# [DATA SUPPLIED]
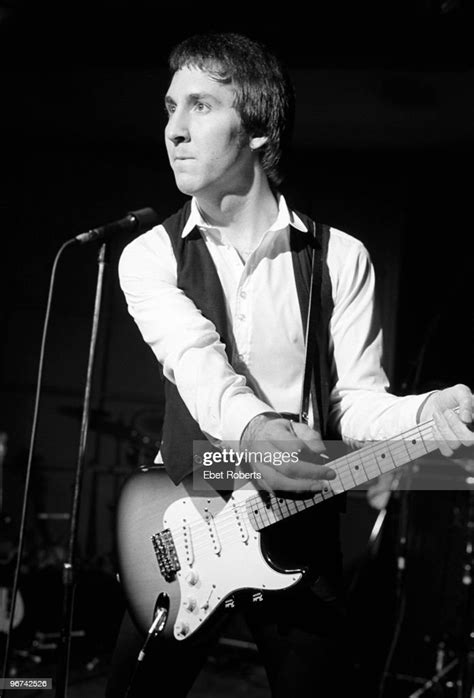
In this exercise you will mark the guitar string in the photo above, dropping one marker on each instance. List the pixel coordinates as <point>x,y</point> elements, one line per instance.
<point>342,468</point>
<point>394,447</point>
<point>279,509</point>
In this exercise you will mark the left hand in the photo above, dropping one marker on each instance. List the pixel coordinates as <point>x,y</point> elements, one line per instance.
<point>450,430</point>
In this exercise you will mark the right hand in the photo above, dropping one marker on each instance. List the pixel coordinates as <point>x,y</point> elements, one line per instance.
<point>270,434</point>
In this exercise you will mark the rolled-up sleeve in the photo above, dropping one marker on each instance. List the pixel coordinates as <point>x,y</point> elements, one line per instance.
<point>186,343</point>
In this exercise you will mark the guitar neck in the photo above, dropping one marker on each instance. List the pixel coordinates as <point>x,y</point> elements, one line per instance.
<point>352,470</point>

# [THE PROBLEM]
Copy the records word for word from the line containing "In this exercise you will mark the left" through the end of the records, including both the first and the last line.

# [ANSWER TO THIS TASK]
In this exercise you will mark the left hand in the photo above, dropping one marker on each instance. List the pixel coordinates as <point>x,y</point> elements, one line per instance.
<point>450,430</point>
In this exercise you will mark the right hand in the photo above, dropping one marker on each instance. List the pixel coordinates as <point>x,y</point> elements, one line per instance.
<point>270,434</point>
In this exercise you will mark the rolled-up sleeve in the photo above, dropping one marker on each instance. List the pixel coordinates as <point>x,y</point> elements, one line per instance.
<point>186,343</point>
In this exercise you will mark the guitar neck in the photo above, dropping one marker on each instance. List the pixel coordinates as <point>x,y</point> elements, one line per instance.
<point>352,470</point>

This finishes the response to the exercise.